Records contained in a dataset
* * *
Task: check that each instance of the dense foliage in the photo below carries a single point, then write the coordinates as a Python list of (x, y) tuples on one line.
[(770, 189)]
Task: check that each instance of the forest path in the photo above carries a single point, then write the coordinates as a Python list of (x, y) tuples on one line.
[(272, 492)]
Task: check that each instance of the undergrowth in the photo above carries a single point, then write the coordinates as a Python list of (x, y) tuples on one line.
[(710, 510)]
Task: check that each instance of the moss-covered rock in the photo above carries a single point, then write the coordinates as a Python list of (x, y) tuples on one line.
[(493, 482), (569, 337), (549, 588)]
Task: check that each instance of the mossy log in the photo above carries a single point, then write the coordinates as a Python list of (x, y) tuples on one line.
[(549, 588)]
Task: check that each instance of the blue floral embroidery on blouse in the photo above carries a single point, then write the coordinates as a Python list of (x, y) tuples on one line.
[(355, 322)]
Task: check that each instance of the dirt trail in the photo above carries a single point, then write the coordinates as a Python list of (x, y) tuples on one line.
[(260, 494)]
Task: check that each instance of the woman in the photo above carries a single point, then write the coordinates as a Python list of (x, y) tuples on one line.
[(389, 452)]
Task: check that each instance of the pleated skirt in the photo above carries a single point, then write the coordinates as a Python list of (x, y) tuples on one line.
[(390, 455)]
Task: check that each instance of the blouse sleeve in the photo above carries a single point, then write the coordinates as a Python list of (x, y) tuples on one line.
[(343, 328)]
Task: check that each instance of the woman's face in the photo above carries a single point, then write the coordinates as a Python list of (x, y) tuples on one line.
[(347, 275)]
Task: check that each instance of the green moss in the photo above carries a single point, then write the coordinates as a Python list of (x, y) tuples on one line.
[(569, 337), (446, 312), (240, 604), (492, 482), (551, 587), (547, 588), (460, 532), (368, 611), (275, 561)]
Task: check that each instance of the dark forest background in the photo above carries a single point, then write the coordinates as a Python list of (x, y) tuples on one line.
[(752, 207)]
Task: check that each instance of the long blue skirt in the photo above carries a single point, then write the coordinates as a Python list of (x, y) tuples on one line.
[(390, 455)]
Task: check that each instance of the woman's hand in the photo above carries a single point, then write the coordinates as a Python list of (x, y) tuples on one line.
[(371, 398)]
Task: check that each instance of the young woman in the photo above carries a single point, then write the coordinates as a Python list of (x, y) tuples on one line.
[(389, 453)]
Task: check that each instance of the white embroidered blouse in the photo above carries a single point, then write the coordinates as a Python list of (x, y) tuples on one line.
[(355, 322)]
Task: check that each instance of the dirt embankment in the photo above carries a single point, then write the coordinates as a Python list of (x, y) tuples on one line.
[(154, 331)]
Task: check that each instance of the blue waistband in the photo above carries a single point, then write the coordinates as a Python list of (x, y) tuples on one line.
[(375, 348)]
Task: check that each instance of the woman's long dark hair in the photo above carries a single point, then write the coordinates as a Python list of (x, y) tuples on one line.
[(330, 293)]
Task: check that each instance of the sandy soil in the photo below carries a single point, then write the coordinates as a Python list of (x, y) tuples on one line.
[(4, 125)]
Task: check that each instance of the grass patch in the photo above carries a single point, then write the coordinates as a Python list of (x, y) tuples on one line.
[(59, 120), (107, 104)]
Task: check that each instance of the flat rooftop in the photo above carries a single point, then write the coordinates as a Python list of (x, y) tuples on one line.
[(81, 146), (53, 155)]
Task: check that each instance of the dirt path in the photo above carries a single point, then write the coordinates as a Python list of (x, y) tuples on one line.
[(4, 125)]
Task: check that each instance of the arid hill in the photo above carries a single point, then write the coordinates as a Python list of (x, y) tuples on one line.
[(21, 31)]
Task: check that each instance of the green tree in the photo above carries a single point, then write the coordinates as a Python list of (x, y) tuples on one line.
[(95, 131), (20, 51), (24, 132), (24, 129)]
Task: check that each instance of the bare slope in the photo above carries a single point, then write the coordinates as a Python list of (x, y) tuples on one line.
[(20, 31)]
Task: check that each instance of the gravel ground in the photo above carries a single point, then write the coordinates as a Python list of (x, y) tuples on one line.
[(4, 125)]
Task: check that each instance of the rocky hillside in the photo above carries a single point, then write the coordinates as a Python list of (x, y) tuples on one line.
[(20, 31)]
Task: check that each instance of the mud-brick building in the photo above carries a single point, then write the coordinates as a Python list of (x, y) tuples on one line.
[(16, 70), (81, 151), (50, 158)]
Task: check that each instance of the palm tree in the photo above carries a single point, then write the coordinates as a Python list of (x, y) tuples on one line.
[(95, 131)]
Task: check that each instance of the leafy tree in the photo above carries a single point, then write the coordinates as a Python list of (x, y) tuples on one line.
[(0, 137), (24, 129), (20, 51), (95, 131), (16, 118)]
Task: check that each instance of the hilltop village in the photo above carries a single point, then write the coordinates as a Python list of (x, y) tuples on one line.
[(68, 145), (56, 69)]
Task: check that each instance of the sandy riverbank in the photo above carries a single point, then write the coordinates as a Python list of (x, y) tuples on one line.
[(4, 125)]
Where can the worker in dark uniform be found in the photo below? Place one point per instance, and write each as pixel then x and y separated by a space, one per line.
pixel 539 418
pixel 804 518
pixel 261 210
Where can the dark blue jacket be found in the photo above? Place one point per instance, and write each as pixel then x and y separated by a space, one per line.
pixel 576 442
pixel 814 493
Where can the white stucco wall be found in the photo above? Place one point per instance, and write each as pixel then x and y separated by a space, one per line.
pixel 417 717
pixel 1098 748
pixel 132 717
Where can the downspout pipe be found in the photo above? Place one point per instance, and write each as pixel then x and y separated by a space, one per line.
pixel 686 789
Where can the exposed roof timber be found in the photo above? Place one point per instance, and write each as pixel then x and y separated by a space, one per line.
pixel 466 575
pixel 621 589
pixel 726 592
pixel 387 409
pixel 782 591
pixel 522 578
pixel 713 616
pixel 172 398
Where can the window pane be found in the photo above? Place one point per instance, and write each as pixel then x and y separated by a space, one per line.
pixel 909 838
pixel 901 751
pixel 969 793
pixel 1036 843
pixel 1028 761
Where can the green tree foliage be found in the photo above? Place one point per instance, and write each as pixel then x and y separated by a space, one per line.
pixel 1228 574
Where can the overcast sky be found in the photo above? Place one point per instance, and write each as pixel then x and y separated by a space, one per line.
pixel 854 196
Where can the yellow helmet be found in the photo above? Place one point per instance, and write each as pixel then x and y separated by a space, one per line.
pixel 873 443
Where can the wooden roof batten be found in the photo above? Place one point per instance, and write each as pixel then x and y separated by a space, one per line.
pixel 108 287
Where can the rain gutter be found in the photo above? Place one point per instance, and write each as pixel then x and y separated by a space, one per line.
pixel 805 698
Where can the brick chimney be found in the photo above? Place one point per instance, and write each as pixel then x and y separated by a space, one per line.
* * *
Having read the entries above, set each one down again exactly.

Task: check that each instance of the dense foliage in the photo below carries a single point, then write the coordinates as a Python list of (x, y) tuples on one line.
[(770, 189)]
Task: check that each instance of the forest path in the photo above carries a single point, then write the coordinates as a Python list of (x, y) tuples on one line.
[(272, 492)]
Task: check that each instance of the undergrowth in the photo above carries a single point, then write the coordinates as a Python list of (x, y) tuples on one line.
[(710, 510)]
Task: check that each instance of the moss-covered rock in the photo above carries a single point, then write the coordinates as a Python list of (x, y) tuples on one line.
[(493, 482), (569, 337), (549, 588)]
Task: check that each instance of the mossy log in the photo above carries a single point, then write the coordinates as a Python list of (x, y) tuples on one line.
[(549, 588)]
Task: check that each instance of the blue floral embroidery on blouse in the photo above carries a single point, then write the coordinates as a Python list of (x, y) tuples on one line.
[(355, 322)]
Task: check that each instance of the dirt trail in the photo above carries a single point, then write the coordinates as a Python list of (x, y) tuples on one line.
[(260, 494)]
Task: check that each instance of the woman in the photo above carries a single point, then write the coordinates as a Python list of (x, y) tuples on one line.
[(389, 452)]
Task: check that each instance of the pleated skirt in the photo above carries a single point, then write the coordinates as a Python list of (x, y) tuples on one line.
[(390, 455)]
Task: check that each instance of the blouse sleeve in the photo above carries a single point, then write the coordinates as a Python list of (x, y) tuples on one line.
[(343, 328)]
Task: check that each instance of the woman's face in the photo above carries a single point, then write the coordinates as a Python list of (x, y) tuples on one line.
[(347, 275)]
Task: check that each instance of the green moss in the photo above carries a single point, then write the coordinates as a Python list of (x, y) tuples on one line.
[(569, 337), (446, 312), (240, 604), (492, 482), (551, 587), (547, 588), (460, 532), (368, 611), (275, 561)]
Task: check that each instance of the dark forest background in the photo above carries a single point, then write the coordinates as a Python list of (x, y) tuples on one line.
[(752, 207)]
Task: check that each instance of the long blue skirt in the photo above carries a single point, then write the coordinates as a Python list of (x, y) tuples on one line.
[(390, 455)]
Task: check that each instance of the woman's hand in the photo above carries a single point, then write the coordinates as a Python list of (x, y) tuples on one line.
[(371, 398)]
Task: check that each instance of the young woman in the photo above carries a single point, then write the coordinates as a Python list of (x, y) tuples on one line.
[(389, 453)]
Task: check that each instance of the white embroidered blouse in the photo above carries a single point, then write the coordinates as a Python list of (x, y) tuples on one line.
[(355, 322)]
Task: check that each instance of the dirt embankment in the photo above carries a single point, then write the coordinates as a Python list of (x, y) tuples on one line.
[(154, 331)]
Task: check that each instance of the blue waistband in the photo above carries a single point, then write the coordinates as a Python list of (x, y) tuples on one line.
[(375, 348)]
Task: check that each instance of the woman's long dark hair in the photo above carries a single point, then write the coordinates as a Python list of (x, y) tuples on one line.
[(330, 293)]
Task: check that each instance of the sandy soil in the photo below carries a single point, then write the coordinates as a Python list of (x, y) tuples on one line.
[(4, 125)]
Task: check that each instance of the grass patch in the photo above carries a single point, then write the coordinates as a Python list of (x, y) tuples on one line.
[(59, 120), (107, 104)]
Task: check that each instance of the flat rooftop in the photo above carries a single point, then write the coordinates as a Python list of (x, y) tuples on one line.
[(81, 146), (53, 155)]
Task: check that each instance of the dirt path in the photo above carries a single point, then write the coordinates as a Python list of (x, y) tuples on one line.
[(4, 125)]
Task: check that each instance of the arid hill in the photo above carries a single point, then write the coordinates as a Python list of (x, y) tuples on one line.
[(21, 31)]
Task: check that each instance of the green tree in the photo above carries a single point, then write the coordinates as a Python list of (x, y) tuples on one line.
[(95, 131), (20, 51), (24, 132), (24, 129)]
Task: check that each instance of the bare slope in the photo above carries a single point, then write the coordinates as a Python list of (x, y) tuples on one line.
[(20, 31)]
Task: check that each instance of the gravel ground in the photo above carries a single point, then write the coordinates as a Python list of (x, y) tuples on one line.
[(4, 125)]
Task: check that each instance of the rocky hillside in the photo above carries a single point, then write the coordinates as a Python list of (x, y) tuples on one line.
[(20, 31)]
Task: check that each instance of the mud-brick building in the photo above carries a single point, then write the coordinates as a Python list of (x, y) tuples on one line.
[(16, 70), (81, 151), (50, 158)]
Task: check that each instance of the palm tree in the photo above carries a single point, then write the coordinates as a Python list of (x, y) tuples on one line.
[(95, 131)]
Task: check that each instance of the leafy tree in the photo above carries a single point, then write the coordinates as a Python list of (x, y) tuples on one line.
[(0, 137), (24, 129), (20, 51), (95, 131), (16, 118)]
Task: check that each instance of the hilltop village in the photo above carries a single point, then write the coordinates as a Python list of (x, y) tuples on one line.
[(68, 145), (56, 69)]
Task: check that each instance of the sandy riverbank in the photo above carries a single point, then write the coordinates as a Python list of (x, y) tuples on one line.
[(4, 125)]
Where can the worker in dark uniform be found in the photo below? Place one point per instance, and write each as pixel then x and y separated by a space, one per line.
pixel 539 418
pixel 804 518
pixel 261 210
Where can the dark blue jacket be found in the photo above? Place one point per instance, and write each as pixel then x and y separated by a space, one per line.
pixel 576 442
pixel 814 493
Where can the white stucco wall be found in the photo above? Place one point per instance, and write each as pixel then x and y separated by a space, one per line.
pixel 417 717
pixel 1098 748
pixel 132 717
Where can the downspout pipe be found in the photo above? Place one point per instance, and write each as pixel then x and y separated by a space, one per line.
pixel 686 789
Where can the exposed roof timber be found in the photo above? Place one point per instance, and write each as pixel then x and y separated by a space, one per line.
pixel 466 575
pixel 621 589
pixel 726 592
pixel 387 409
pixel 782 591
pixel 522 578
pixel 713 616
pixel 172 398
Where can the window pane be found in the photo above? Place one point per instance, and write each as pixel then x and y separated by a space, one per line.
pixel 909 838
pixel 901 751
pixel 969 793
pixel 1036 843
pixel 1028 761
Where can the green tree foliage be found in the photo above? Place one point per instance, and write each as pixel then x and y separated by a space, one per line.
pixel 1228 574
Where can the overcast sky be found in the photo above? Place one point per instance, and write each as pixel then x and y separated by a space, one per line.
pixel 854 196
Where can the yellow helmet be found in the photo above? Place one point per instance, and write each as pixel then x and y separated by a space, one per line.
pixel 873 443
Where can the wooden roof batten be found in the photo above? Place one point per instance, and write each as pixel then x and y separated by a space, one per line.
pixel 108 287
Where can the rain gutter be found in the photo above? Place one point per instance, and write each as pixel then x and y separated by a space, one per line.
pixel 805 698
Where can the brick chimney be found in the photo above? Place one point per instance, and write each as pixel then x and y separated by a space, one per line.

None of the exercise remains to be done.